## Tasks
(a) Answer these questions using the passage about Tyler below, giving each answer on its own line marked like its question.
(i) In what season and year was Tyler born?
(ii) How old were Robin and the narrator when they were told about Tyler's brain development?
(iii) What operation did Tyler undergo on his second day, and for what purpose?
(b) In the passage about Tyler below, reproduce word for word the part that begins with "Tyler did indeed" and ends with "rest once again.".
Segment Start: Excerpt provided
About Tyler







Even before Tyler came into this world in the winter of 1992, my wife Robin and I (each the ripe old age of 21) had been informed that Tyler’s brain had not developed properly and that his prognosis for life, and certainly a “normal” life was not very good.  Even if he survived to be born, the probability of severe disabilities was almost certain.  For Robin and I there was no need for discussion.  Tyler would be given the opportunity to live his life in whatever way that meant, and we would love him until the end, whatever that would mean.

Tyler did indeed survive until his birth but within minutes he stopped breathing and had to be revived.  On his second day he would face brain surgery to relieve the fluid pressure in his brain.  It was obvious from the beginning that Tyler had a strong fighting spirit.  In about a week, we all left the hospital and headed for home.  Before I could get my coat off, he and I were curled up sleeping on the couch.  And in many respects this was how things would always be - we would face the many upcoming challenges knowing that somehow we could get through it and make him comfortable once again.  Over the years we would encounter many surgeries that included shunt revisions, eye surgery, hernias, and even a bowel resection.  But each time we would fight on until we could rest once again.
Segment End: Excerpt provided
Segment Start: Excerpted data
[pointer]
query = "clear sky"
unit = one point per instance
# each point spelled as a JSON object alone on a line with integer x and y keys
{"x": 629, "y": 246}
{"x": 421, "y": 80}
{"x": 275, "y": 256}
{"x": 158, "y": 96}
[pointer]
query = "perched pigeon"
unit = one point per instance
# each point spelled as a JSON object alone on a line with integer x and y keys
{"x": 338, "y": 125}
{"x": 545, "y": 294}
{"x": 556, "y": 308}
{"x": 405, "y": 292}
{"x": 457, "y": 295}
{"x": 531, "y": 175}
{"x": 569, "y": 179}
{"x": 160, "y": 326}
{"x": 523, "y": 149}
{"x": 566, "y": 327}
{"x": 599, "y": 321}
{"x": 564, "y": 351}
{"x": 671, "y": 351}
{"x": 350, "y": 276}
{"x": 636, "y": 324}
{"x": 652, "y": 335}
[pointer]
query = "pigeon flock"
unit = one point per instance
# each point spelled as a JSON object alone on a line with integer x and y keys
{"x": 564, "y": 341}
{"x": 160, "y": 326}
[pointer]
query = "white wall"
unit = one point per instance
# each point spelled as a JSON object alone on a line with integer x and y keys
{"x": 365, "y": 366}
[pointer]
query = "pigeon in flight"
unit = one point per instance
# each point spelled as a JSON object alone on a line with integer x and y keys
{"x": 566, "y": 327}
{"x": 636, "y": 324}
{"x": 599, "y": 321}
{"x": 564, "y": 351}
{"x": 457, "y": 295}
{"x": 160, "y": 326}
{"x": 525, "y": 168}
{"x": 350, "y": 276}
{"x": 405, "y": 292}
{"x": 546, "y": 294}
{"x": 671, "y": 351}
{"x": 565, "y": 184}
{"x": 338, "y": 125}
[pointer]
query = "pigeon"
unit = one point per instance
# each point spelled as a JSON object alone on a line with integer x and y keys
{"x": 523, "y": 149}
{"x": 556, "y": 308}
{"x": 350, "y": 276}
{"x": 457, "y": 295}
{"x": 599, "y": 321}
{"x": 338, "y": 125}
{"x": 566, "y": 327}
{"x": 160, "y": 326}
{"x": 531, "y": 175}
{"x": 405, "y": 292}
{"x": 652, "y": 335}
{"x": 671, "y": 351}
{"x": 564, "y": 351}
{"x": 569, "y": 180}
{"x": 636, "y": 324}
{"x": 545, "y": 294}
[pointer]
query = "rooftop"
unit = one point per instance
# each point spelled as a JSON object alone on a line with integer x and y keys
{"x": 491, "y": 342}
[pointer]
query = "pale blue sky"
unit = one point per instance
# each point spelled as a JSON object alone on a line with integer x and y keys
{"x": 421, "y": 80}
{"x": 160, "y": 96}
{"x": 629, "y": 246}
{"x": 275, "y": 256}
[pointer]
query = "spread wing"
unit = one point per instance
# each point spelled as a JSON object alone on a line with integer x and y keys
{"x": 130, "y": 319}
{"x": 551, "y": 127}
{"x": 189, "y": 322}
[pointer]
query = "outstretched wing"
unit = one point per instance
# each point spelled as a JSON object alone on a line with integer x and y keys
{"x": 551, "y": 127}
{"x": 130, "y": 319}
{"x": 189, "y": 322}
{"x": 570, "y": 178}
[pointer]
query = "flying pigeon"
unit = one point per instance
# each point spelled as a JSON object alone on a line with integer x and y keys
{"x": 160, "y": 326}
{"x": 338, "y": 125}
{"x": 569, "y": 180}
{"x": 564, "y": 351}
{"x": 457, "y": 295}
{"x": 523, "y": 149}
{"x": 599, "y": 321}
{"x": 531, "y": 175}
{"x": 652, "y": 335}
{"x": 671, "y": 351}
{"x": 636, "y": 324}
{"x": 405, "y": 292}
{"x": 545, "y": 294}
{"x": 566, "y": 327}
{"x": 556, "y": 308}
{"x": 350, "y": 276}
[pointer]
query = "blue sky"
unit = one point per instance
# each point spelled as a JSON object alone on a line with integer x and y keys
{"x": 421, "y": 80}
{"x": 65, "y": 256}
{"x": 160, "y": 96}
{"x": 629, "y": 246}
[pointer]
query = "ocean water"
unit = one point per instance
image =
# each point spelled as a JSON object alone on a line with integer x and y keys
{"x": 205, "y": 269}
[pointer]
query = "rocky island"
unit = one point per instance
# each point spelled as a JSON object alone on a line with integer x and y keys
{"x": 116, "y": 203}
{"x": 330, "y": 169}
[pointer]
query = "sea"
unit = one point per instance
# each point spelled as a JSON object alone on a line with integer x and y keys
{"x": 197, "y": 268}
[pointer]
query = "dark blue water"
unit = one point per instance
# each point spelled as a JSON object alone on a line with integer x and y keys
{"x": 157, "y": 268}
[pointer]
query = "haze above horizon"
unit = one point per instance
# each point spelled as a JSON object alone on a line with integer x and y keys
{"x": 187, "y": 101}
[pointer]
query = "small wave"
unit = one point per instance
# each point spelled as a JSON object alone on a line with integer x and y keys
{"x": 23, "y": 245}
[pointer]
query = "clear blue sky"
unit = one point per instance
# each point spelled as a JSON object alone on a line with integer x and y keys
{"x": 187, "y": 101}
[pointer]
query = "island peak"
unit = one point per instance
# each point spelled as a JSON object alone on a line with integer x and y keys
Segment End: Excerpted data
## Replies
(a)
(i) Winter of 1992.
(ii) Each was 21.
(iii) Brain surgery to relieve the fluid pressure in his brain.

(b)
Tyler did indeed survive until his birth but within minutes he stopped breathing and had to be revived.  On his second day he would face brain surgery to relieve the fluid pressure in his brain.  It was obvious from the beginning that Tyler had a strong fighting spirit.  In about a week, we all left the hospital and headed for home.  Before I could get my coat off, he and I were curled up sleeping on the couch.  And in many respects this was how things would always be - we would face the many upcoming challenges knowing that somehow we could get through it and make him comfortable once again.  Over the years we would encounter many surgeries that included shunt revisions, eye surgery, hernias, and even a bowel resection.  But each time we would fight on until we could rest once again.